SHORT PROBLEM:
Please convert the listing, from the line with "Expected: one point per instance of the yellow" up to and including the line with "x=511 y=243", into a two-column CSV with the columns request and points, putting each request's text and its answer in one quoted field apiece with line breaks turned into spaces.

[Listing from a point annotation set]
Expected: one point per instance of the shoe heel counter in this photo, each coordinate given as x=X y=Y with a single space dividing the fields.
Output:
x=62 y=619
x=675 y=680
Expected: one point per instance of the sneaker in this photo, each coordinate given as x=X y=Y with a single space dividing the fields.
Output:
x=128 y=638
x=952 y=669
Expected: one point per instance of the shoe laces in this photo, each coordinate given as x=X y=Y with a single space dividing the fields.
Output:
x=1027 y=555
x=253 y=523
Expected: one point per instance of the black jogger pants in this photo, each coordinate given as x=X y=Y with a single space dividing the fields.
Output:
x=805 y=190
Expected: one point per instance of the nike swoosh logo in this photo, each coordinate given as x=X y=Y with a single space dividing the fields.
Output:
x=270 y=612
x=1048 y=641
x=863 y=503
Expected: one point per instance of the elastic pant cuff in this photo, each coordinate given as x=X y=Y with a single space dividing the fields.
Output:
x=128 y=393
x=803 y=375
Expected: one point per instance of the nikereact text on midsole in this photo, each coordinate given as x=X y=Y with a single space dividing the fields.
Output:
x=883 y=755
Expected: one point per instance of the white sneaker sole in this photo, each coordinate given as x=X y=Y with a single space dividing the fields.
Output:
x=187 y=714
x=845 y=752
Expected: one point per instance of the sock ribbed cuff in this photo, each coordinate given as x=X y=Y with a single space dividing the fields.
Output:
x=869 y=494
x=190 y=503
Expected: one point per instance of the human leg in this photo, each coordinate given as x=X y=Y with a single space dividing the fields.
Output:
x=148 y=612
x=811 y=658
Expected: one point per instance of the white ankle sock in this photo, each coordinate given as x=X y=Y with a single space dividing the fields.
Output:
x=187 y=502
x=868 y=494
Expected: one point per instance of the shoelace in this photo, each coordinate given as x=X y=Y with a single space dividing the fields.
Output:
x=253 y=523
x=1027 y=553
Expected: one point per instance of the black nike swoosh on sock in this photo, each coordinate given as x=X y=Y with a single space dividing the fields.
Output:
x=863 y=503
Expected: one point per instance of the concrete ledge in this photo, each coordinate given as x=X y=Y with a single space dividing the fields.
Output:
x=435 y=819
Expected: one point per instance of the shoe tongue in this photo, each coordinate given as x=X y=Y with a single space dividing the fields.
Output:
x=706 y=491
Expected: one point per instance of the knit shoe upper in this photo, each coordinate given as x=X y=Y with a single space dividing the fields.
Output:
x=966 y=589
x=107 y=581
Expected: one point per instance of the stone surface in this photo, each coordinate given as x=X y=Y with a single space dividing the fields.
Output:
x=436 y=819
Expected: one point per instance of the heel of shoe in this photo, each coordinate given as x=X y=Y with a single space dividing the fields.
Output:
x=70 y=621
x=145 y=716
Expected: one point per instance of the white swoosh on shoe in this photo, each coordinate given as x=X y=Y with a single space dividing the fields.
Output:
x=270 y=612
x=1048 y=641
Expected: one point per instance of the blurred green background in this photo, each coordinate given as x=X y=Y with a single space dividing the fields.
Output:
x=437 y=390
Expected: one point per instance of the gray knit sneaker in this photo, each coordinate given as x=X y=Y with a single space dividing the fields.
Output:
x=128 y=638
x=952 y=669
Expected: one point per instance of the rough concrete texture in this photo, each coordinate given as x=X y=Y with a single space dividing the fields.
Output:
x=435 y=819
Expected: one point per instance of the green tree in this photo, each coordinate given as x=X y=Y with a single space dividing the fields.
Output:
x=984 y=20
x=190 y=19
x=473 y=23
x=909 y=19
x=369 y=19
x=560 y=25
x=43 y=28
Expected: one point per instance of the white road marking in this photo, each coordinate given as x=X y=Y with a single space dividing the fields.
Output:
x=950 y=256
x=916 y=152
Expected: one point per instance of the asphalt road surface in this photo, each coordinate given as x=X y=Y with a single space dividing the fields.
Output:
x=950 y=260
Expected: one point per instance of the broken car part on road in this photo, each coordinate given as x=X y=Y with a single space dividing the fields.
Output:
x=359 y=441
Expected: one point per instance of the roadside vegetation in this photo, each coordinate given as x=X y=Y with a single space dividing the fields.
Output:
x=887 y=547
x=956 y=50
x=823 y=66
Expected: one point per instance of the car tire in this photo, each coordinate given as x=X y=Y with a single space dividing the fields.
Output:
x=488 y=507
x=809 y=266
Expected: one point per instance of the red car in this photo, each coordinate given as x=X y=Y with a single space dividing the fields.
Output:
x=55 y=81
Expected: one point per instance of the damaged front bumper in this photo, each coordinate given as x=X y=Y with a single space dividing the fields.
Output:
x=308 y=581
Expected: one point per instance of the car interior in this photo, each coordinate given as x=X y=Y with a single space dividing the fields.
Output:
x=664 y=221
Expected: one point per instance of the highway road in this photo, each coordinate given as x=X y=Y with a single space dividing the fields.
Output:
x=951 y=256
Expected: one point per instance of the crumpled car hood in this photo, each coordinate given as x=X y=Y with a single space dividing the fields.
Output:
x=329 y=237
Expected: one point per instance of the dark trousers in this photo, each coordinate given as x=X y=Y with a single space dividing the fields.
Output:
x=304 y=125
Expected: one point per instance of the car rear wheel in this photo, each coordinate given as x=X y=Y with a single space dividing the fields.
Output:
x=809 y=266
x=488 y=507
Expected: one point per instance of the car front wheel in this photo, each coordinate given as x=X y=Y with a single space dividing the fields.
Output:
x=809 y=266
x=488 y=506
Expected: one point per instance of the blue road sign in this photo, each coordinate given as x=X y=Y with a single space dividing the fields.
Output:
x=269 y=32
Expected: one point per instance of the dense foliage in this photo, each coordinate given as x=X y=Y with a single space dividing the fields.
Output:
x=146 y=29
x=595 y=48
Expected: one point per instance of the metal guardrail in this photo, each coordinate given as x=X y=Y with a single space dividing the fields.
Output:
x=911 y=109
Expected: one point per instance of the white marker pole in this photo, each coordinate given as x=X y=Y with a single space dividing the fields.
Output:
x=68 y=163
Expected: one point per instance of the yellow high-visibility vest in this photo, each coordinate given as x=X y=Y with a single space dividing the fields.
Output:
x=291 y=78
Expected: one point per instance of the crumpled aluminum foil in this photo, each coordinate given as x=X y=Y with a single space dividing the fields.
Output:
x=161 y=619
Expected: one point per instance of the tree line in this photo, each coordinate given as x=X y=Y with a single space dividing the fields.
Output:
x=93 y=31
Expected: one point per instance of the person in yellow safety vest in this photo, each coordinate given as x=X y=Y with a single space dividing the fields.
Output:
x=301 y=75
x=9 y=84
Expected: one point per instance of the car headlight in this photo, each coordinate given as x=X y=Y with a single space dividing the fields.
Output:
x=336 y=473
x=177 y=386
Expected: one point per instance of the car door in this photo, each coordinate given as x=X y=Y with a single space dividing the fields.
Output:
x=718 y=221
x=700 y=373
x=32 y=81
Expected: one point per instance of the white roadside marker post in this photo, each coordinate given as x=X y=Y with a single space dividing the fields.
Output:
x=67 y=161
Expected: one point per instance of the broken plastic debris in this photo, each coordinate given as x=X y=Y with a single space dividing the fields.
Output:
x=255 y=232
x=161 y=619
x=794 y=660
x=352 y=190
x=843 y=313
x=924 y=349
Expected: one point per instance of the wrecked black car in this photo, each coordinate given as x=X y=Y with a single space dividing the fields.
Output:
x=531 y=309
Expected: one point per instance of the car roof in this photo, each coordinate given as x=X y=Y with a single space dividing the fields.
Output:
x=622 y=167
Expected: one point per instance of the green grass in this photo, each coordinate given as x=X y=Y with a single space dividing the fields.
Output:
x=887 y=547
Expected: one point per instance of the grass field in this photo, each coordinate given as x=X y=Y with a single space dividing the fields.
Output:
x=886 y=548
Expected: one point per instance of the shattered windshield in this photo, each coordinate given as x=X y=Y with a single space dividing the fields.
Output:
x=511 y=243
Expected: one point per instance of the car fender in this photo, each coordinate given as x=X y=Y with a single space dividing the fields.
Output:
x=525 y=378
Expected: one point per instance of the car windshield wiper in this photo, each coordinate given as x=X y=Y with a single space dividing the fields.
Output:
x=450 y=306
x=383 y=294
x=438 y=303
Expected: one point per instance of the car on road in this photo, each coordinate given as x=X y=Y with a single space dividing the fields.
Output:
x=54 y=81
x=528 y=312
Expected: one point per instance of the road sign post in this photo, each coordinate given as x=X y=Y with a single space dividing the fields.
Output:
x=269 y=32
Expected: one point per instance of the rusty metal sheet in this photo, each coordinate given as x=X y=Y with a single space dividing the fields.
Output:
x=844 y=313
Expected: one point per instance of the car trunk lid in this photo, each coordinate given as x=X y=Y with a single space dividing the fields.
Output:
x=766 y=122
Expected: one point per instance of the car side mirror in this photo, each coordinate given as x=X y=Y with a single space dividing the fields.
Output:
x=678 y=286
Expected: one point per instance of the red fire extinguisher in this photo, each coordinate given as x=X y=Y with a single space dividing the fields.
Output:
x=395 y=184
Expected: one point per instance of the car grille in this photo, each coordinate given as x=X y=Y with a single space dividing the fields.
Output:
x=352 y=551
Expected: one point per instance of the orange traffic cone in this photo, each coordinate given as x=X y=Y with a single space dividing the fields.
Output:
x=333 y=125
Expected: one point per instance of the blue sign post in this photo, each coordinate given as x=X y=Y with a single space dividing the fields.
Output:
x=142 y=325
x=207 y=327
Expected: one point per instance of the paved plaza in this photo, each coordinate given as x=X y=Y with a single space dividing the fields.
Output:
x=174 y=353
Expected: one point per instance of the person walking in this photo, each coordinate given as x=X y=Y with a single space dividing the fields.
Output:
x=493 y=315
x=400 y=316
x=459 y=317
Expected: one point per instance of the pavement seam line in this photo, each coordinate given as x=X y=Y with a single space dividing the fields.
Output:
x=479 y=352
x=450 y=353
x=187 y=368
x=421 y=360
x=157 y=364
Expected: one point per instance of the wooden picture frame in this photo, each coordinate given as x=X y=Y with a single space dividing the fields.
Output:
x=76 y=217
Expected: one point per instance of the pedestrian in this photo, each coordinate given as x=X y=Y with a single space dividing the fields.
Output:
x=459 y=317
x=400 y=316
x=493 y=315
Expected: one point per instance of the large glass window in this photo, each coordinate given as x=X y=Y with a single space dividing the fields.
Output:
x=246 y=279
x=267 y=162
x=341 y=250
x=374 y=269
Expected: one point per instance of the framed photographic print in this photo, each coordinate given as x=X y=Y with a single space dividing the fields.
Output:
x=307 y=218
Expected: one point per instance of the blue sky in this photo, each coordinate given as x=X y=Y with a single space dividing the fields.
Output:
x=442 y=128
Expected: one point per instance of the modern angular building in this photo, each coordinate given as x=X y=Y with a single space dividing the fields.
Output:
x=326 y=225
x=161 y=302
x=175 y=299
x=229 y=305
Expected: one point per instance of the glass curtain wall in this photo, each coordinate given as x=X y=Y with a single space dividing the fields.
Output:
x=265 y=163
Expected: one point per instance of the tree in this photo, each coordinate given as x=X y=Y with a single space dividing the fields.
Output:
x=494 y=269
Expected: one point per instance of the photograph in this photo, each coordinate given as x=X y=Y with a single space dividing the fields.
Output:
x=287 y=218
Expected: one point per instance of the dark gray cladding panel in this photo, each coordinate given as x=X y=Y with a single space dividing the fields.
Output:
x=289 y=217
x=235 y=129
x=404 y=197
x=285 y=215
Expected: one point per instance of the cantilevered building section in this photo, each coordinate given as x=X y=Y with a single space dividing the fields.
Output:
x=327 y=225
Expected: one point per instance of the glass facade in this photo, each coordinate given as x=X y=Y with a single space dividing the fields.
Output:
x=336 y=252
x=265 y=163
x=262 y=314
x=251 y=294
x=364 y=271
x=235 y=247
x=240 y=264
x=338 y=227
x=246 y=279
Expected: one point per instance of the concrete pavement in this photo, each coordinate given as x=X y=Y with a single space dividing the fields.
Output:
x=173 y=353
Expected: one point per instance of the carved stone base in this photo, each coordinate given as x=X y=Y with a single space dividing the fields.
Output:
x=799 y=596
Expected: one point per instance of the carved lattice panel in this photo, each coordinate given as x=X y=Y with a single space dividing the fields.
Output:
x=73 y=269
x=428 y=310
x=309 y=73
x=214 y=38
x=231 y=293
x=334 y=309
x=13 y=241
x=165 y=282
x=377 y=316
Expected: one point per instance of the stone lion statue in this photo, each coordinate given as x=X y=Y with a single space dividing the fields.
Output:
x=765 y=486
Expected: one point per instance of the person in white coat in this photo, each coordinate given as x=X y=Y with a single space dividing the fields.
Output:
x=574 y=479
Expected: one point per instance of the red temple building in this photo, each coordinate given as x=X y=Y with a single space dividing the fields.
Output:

EXERCISE ANSWER:
request,points
"Expected: one point per instance of the yellow high-visibility vest in this photo, each coordinate given as x=X y=Y with a single space dividing the fields. Output:","x=291 y=78"
"Expected: one point per instance of the crumpled aluminum foil in this photo, each coordinate given as x=X y=Y with a single space dividing the fields. Output:","x=161 y=619"
"Expected: one point per instance of the tree line in this photo, each coordinate given as x=X y=Y with a single space dividing the fields. Output:","x=93 y=31"
"Expected: one point per instance of the person in yellow safety vest in this photo, each coordinate given as x=X y=Y with a single space dividing the fields. Output:","x=301 y=75 x=9 y=84"
"Expected: one point per instance of the car headlight in this photo, each coordinate given as x=X y=Y with a single space dividing the fields. Output:","x=336 y=473 x=177 y=386"
"Expected: one point per instance of the car door in this photo, each coordinate given as x=X y=Y with a single space dividing the fields. Output:","x=718 y=221 x=700 y=373 x=32 y=81"
"Expected: one point per instance of the white roadside marker post in this photo, each coordinate given as x=X y=Y with a single space dividing the fields. Output:","x=67 y=161"
"Expected: one point per instance of the broken plastic debris in this photo, each coordinate given as x=X y=Y with a single space dividing the fields. Output:","x=255 y=232 x=161 y=619 x=794 y=660 x=352 y=190 x=843 y=313 x=924 y=349"
"Expected: one point per instance of the wrecked black car in this photo, each coordinate given as x=X y=Y with a single space dividing the fields. Output:","x=531 y=309"
"Expected: one point per instance of the car roof in this photo, each coordinate given as x=X y=Y with a single space dividing the fields. Output:","x=622 y=167"
"Expected: one point per instance of the green grass in this photo, each coordinate given as x=X y=Y with a single space dividing the fields. Output:","x=887 y=547"
"Expected: one point per instance of the grass field in this photo, each coordinate given as x=X y=Y with a single space dividing the fields. Output:","x=886 y=548"
"Expected: one point per instance of the shattered windshield in this photo, each coordinate given as x=X y=Y with a single space dividing the fields. Output:","x=511 y=243"